Dataset entries:
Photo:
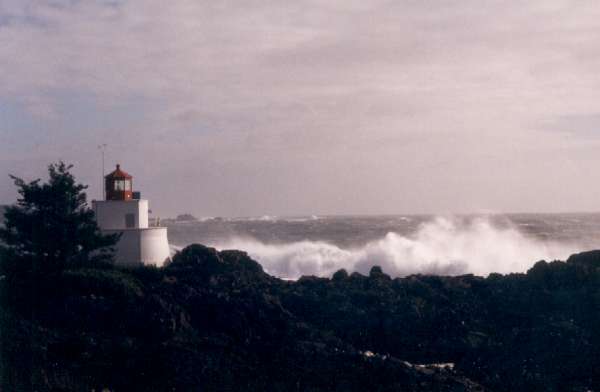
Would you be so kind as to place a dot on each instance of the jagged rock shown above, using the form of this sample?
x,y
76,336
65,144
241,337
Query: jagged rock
x,y
216,321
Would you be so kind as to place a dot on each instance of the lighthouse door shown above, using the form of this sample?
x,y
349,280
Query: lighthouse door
x,y
129,220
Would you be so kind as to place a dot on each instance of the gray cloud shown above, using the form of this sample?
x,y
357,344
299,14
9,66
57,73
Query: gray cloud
x,y
229,108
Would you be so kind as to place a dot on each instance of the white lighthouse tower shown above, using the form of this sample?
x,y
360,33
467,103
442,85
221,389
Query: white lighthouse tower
x,y
124,212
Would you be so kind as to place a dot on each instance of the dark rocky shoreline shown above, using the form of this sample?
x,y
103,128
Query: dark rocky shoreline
x,y
215,321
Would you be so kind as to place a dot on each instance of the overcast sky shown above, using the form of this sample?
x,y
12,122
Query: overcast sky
x,y
244,108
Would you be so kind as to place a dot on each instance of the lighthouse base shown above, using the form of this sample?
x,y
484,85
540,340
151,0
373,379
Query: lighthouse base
x,y
148,246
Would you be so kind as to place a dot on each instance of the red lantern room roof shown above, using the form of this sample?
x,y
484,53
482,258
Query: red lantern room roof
x,y
118,173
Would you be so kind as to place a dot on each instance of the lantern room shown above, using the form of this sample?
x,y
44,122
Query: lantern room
x,y
118,185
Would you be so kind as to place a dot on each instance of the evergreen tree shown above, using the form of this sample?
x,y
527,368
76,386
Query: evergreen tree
x,y
51,227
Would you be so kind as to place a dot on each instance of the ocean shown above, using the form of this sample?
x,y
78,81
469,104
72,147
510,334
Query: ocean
x,y
289,247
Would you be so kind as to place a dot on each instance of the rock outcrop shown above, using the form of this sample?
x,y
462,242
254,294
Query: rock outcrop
x,y
216,321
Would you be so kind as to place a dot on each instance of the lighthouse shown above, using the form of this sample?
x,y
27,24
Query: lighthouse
x,y
123,211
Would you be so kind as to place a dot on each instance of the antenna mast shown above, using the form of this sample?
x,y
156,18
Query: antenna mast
x,y
102,148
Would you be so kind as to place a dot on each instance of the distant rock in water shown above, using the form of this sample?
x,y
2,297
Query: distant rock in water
x,y
214,321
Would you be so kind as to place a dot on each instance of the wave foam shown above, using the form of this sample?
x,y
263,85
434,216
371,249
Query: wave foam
x,y
443,246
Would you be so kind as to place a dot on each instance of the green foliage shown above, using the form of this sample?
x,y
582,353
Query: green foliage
x,y
51,227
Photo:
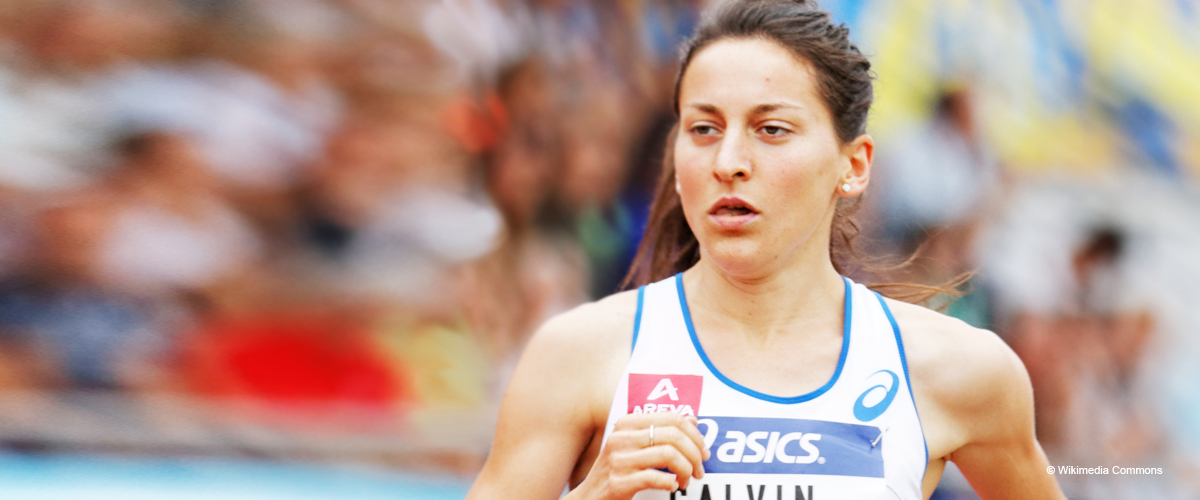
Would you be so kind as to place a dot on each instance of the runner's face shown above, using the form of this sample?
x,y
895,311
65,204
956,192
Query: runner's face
x,y
757,161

Work request
Every record above must be given again exactly; drop the pictures.

Answer space
Photo:
Would you be so kind as to place a dot on each instance of the jagged rock shown above, using the form of this sample?
x,y
76,336
65,144
241,337
Query: jagged rock
x,y
216,321
Would you be so kind as to place a dot on each instance of the lighthouse door shown above, using the form of this sample?
x,y
349,280
Query: lighthouse door
x,y
129,220
Would you be so kind as to place a dot on each instance of the gray cloud shown above, using the form of this sample?
x,y
357,344
299,14
9,66
57,73
Query: gray cloud
x,y
229,108
Would you be so kind as to place a dot on each instance of the white lighthouse tower shown above, using the form of this sample?
x,y
360,33
467,103
442,85
221,389
Query: white lighthouse tower
x,y
124,212
Would you be so kind as to place a dot on each instance of the dark rocky shoreline shown above, using the form of this sample?
x,y
103,128
Query: dark rocky shoreline
x,y
215,321
Would you be so kind as to place a dot on each instance of the overcast sky shown above, using the form of this sample?
x,y
12,122
Query: overcast sky
x,y
244,108
Would you be so kind as to place a dot on each instance of the lighthouse base shown above, using the form of this sample?
x,y
484,85
540,340
151,0
373,379
Query: lighthouse base
x,y
148,246
Would you be so kind as to place a dot on each instance of the red lantern room roof shown above, using the form of this sample?
x,y
484,53
482,258
Query: red lantern room roof
x,y
118,173
Would you be so kind as to place a dot on each instance of the lantern room shown above, using the form of this sample?
x,y
44,122
Query: lantern room
x,y
118,185
Would you be so kind as to place a dot on each instance of the evergreen tree shown above, using the form of this sample?
x,y
527,368
76,386
Query: evergreen tree
x,y
51,227
Would you be so kind as to place a dot on each instance of the ocean shown above, using the form of this sample?
x,y
78,81
469,104
72,147
510,334
Query: ocean
x,y
289,247
Would you be so kind as to place a dot on each instance of the rock outcrop shown above, using the form of this sample?
x,y
462,242
254,294
Query: rock outcrop
x,y
216,321
Would you be so kind as to place a dot on each instance of the lighthouse shown above, using the form of this sample?
x,y
27,24
Query: lighthouse
x,y
123,211
Would you be so kind as to place a dot on each instance of the antenna mast shown above, using the form of this sample?
x,y
156,18
Query: antenna mast
x,y
102,148
Would you be so kind as to place a dot on each instance of the distant rock in water shown above, using the form of this sample?
x,y
2,297
Query: distant rock in water
x,y
214,321
Would you be so kind as to place a dot on each instance of the wave foam shown above, using the form of this sample?
x,y
263,85
434,216
371,249
Query: wave foam
x,y
443,246
Would you be so kind as to place a dot on each instance of the green foliage shown above, using the form of this sample?
x,y
582,353
Query: green foliage
x,y
51,227
Photo:
Would you be so kind as to place a dot on each instance of the runner's face shown above, using the form of this sample?
x,y
895,311
65,204
956,192
Query: runner's face
x,y
757,161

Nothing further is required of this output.